**EXERCISE OBJECTIVE:**
Every line from the one containing "Put a marker on each instance of the light" to the final line of the material below must be reproduced exactly; leave out all other lines.

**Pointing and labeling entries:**
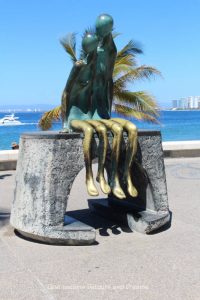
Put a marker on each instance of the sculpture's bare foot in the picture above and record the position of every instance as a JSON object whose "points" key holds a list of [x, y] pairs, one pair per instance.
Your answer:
{"points": [[91, 188], [103, 185], [117, 190], [131, 189]]}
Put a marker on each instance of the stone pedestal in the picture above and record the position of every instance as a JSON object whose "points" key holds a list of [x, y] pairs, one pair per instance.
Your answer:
{"points": [[47, 165]]}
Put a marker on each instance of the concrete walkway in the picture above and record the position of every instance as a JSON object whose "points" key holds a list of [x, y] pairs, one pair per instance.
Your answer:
{"points": [[122, 265]]}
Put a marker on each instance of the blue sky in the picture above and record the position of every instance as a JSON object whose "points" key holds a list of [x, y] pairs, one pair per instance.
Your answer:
{"points": [[34, 67]]}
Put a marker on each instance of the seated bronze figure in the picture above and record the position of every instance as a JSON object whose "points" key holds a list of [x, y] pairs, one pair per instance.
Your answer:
{"points": [[86, 107]]}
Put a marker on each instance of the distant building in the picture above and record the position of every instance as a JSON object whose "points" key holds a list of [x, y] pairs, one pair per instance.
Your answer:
{"points": [[191, 102]]}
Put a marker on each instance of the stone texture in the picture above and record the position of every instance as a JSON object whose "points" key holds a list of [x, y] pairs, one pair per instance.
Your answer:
{"points": [[49, 162]]}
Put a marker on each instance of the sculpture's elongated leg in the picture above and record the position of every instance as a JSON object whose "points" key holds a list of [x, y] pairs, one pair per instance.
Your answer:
{"points": [[117, 130], [103, 145], [88, 132], [130, 153]]}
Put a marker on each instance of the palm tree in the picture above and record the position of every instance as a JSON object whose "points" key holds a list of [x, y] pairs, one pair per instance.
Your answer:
{"points": [[140, 105]]}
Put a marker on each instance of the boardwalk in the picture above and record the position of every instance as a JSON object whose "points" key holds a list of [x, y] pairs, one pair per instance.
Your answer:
{"points": [[122, 265]]}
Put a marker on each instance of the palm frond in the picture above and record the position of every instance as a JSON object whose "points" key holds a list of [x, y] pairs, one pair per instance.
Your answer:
{"points": [[130, 49], [69, 44], [144, 72], [132, 74], [48, 117]]}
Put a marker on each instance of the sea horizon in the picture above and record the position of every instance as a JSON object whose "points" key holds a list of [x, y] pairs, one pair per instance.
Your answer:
{"points": [[175, 125]]}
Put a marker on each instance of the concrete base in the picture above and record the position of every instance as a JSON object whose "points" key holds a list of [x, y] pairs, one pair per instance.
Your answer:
{"points": [[48, 164], [143, 221], [73, 232]]}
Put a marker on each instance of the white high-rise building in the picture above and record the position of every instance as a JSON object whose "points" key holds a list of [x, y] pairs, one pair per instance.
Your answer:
{"points": [[191, 102]]}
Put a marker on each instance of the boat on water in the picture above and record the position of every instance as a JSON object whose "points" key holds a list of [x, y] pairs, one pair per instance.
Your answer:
{"points": [[10, 120]]}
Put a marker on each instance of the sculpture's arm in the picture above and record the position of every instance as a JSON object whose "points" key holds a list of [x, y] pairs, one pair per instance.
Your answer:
{"points": [[71, 79]]}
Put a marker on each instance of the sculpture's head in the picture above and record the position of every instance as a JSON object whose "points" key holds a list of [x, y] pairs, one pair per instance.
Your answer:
{"points": [[104, 25], [89, 42]]}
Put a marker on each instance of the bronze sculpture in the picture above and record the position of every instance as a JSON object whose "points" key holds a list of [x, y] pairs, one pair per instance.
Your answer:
{"points": [[86, 107]]}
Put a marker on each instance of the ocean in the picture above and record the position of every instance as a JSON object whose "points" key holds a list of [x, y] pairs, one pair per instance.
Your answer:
{"points": [[174, 126]]}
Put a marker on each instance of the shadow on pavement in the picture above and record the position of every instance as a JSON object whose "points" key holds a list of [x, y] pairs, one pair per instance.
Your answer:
{"points": [[4, 218], [88, 217], [5, 175], [164, 227]]}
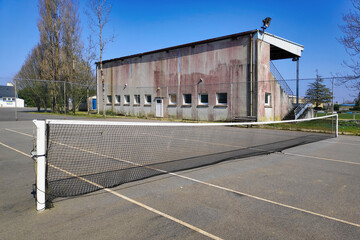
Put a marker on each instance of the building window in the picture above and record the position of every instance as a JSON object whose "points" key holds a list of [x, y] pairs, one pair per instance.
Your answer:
{"points": [[203, 99], [126, 99], [172, 99], [117, 99], [136, 99], [186, 99], [109, 99], [267, 99], [147, 99], [221, 99]]}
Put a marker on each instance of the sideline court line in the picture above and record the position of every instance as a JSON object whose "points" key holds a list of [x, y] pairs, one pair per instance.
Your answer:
{"points": [[207, 234], [245, 194]]}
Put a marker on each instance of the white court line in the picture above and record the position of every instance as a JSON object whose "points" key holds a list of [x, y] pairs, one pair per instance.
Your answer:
{"points": [[355, 144], [126, 198], [229, 190], [321, 158]]}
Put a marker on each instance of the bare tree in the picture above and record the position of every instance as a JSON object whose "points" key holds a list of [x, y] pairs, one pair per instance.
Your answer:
{"points": [[99, 16], [71, 52], [351, 42], [50, 26], [27, 78]]}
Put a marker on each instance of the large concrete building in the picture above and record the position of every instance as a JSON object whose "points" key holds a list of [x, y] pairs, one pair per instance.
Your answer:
{"points": [[225, 78], [7, 97]]}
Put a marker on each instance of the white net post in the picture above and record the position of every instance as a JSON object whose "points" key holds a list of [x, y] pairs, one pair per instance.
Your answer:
{"points": [[336, 125], [40, 163]]}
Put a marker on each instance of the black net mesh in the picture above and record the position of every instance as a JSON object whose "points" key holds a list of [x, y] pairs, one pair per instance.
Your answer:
{"points": [[82, 158]]}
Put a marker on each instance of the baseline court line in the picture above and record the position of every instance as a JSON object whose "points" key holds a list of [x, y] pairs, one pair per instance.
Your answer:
{"points": [[127, 199], [228, 189], [321, 158]]}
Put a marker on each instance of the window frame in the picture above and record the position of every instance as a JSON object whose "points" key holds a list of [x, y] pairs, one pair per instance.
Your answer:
{"points": [[108, 99], [117, 99], [126, 99], [184, 99], [137, 100], [267, 102], [221, 103], [171, 103], [200, 102], [146, 102]]}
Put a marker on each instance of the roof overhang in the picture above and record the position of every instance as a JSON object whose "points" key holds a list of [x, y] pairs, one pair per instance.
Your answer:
{"points": [[280, 48]]}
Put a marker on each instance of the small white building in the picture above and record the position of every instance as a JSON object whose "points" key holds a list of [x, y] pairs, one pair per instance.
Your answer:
{"points": [[7, 97]]}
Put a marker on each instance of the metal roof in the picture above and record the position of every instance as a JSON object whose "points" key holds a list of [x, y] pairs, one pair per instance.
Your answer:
{"points": [[280, 48], [7, 91]]}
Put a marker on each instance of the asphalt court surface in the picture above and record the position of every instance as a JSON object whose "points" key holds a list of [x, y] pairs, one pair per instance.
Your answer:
{"points": [[307, 192]]}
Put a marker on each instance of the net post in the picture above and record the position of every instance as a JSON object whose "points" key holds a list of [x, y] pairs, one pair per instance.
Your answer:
{"points": [[336, 125], [40, 163]]}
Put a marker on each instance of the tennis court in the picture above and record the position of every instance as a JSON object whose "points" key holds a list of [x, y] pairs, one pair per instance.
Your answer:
{"points": [[309, 191]]}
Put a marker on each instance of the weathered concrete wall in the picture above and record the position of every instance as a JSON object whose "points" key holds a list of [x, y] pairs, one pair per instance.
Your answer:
{"points": [[222, 65]]}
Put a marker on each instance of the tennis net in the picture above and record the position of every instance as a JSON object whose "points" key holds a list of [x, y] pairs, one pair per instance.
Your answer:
{"points": [[80, 157]]}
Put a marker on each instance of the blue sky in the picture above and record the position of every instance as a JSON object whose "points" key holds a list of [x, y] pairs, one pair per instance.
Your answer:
{"points": [[141, 26]]}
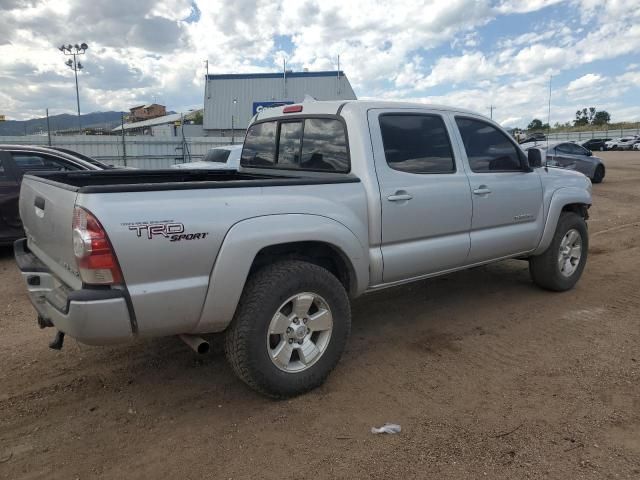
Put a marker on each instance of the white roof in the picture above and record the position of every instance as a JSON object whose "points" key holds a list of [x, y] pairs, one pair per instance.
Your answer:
{"points": [[331, 107], [174, 117]]}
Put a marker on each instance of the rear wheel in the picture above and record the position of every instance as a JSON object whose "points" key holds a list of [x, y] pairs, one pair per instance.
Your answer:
{"points": [[290, 328], [559, 268], [598, 175]]}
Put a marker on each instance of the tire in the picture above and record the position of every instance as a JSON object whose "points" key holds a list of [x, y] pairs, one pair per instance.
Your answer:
{"points": [[598, 175], [545, 269], [250, 347]]}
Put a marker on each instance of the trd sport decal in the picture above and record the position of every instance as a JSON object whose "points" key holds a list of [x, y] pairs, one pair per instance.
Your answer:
{"points": [[174, 231]]}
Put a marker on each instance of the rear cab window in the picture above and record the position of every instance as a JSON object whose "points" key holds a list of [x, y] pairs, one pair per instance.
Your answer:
{"points": [[488, 149], [217, 155], [30, 162], [416, 143], [308, 143]]}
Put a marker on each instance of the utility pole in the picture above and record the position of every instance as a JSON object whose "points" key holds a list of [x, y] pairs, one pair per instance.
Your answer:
{"points": [[124, 144], [549, 112], [75, 65], [338, 78], [48, 128]]}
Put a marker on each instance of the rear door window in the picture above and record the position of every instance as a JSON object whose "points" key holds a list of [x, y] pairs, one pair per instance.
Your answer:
{"points": [[3, 172], [26, 162], [416, 143], [217, 155], [304, 144], [488, 149], [259, 148]]}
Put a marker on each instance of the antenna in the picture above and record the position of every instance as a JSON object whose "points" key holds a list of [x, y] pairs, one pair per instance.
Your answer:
{"points": [[206, 80], [548, 125], [338, 78]]}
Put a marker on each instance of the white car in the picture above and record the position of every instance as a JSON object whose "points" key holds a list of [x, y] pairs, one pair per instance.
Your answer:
{"points": [[624, 143], [225, 157]]}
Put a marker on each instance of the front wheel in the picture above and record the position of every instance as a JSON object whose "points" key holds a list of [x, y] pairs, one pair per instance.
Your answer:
{"points": [[290, 328], [559, 268]]}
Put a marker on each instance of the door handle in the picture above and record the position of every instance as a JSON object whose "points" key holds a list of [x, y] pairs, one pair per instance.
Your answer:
{"points": [[399, 197]]}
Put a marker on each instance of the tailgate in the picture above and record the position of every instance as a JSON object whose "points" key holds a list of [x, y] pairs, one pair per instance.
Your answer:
{"points": [[46, 210]]}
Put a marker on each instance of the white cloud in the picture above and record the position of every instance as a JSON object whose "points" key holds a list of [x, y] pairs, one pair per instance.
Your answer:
{"points": [[586, 81], [146, 48]]}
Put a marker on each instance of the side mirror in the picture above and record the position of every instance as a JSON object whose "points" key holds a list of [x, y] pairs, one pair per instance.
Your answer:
{"points": [[534, 158]]}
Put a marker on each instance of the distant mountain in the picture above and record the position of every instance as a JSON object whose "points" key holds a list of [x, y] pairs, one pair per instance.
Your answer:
{"points": [[64, 121]]}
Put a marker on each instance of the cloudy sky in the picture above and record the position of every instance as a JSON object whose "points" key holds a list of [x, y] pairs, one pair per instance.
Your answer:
{"points": [[465, 53]]}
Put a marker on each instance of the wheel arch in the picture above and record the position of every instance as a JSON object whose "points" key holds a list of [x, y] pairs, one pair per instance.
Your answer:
{"points": [[256, 242], [563, 200]]}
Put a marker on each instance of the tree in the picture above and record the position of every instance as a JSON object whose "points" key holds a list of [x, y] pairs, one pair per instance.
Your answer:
{"points": [[582, 118], [591, 116], [535, 125], [601, 118]]}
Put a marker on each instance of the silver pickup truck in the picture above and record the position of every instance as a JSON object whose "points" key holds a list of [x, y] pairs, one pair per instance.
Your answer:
{"points": [[333, 200]]}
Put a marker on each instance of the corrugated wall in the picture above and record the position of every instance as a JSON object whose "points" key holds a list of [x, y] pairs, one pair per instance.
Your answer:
{"points": [[220, 92]]}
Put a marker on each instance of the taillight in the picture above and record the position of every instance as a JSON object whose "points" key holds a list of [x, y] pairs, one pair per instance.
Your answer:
{"points": [[292, 109], [96, 260]]}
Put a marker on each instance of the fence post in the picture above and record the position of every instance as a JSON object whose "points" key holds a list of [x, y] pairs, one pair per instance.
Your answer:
{"points": [[48, 128], [124, 144]]}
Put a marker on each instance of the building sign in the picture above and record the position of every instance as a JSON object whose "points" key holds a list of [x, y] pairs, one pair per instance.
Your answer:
{"points": [[258, 106]]}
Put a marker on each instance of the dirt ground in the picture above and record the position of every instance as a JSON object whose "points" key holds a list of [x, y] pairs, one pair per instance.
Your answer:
{"points": [[489, 376]]}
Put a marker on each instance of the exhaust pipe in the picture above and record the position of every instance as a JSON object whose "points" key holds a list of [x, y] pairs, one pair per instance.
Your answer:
{"points": [[197, 344]]}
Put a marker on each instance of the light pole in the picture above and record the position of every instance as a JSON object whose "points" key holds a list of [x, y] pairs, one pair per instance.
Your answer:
{"points": [[75, 65], [233, 128]]}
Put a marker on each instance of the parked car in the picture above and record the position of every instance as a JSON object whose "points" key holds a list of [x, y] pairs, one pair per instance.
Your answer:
{"points": [[15, 161], [624, 143], [572, 156], [535, 138], [272, 254], [596, 144], [219, 158]]}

**EXPECTED ANSWER:**
Put a marker on each instance of the light pole in the picture above and record the position of every instance as a JSON object whose "points" key holds a list of [x, y] pairs, one pair per instance.
Your answer:
{"points": [[75, 65], [233, 128]]}
Put a marker on each instance of the parked car in the picture above and record the position of every instance as a JSON object whose "points" key holds a list of [x, y] pairs, one pair per instance.
Your answer:
{"points": [[15, 161], [624, 143], [572, 156], [535, 138], [272, 254], [596, 144], [219, 158]]}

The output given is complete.